* [WRITTEN REQUEST 1]: Reproduce the passage of the post on syntax extensibility starting at "I have come" and ending at "are much saner)".
* [WRITTEN REQUEST 2]: According to the post on syntax extensibility, how does 'effect' relate to assignments?

* [DOCUMENT]:
· · ·
[Python-Dev] On Syntax Extensibility (again)
Samuele Pedroni
pedronis@bluewin.ch
Sat, 07 Jun 2003 01:19:54 +0200
I thought python-dev archives would be a better place for this than my hd.
Warning: terse.
I have come to the conclusion that I should agree with Guido:
- generators do not let really abstract over things like exception handling
etc.
- some kind of very structured and Smalltalk-flavored syntax extensibility
would be nice to have (not macros)
- people who affirm that Ruby is better because is OO from the ground up
(???) and has blocks are annoying but have some point :):), although block
semantics in Ruby are kind of idiosyncratic (modern smalltalks are much saner)
- while blocks are really not orthogonal with the rest of Python, the
minimal orthogonal additions to the language, I managed to imagine, would
absolutely not be natural, unless you find something like this natural:
def sum(upto):
s = 0
repeat(upto,_) where:
_ = effect (inc): s+=inc
return s
'where' should be obvious, 'effect' is to assigments what 'lambda' is to
expressions, so s is not local to the effect but is 's' from the outer
scope and that 's' will be rebound.
· · ·
* [DATA]:
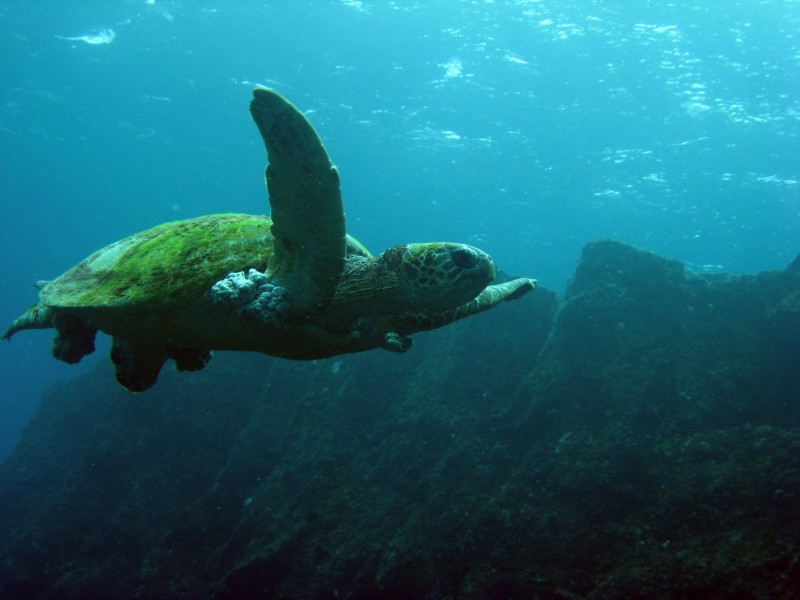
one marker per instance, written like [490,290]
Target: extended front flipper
· · ·
* [FULL SOLUTION 1]:
I have come to the conclusion that I should agree with Guido:
- generators do not let really abstract over things like exception handling
etc.
- some kind of very structured and Smalltalk-flavored syntax extensibility
would be nice to have (not macros)
- people who affirm that Ruby is better because is OO from the ground up
(???) and has blocks are annoying but have some point :):), although block
semantics in Ruby are kind of idiosyncratic (modern smalltalks are much saner)

* [FULL SOLUTION 2]: 'Effect' is to assignments what 'lambda' is to expressions.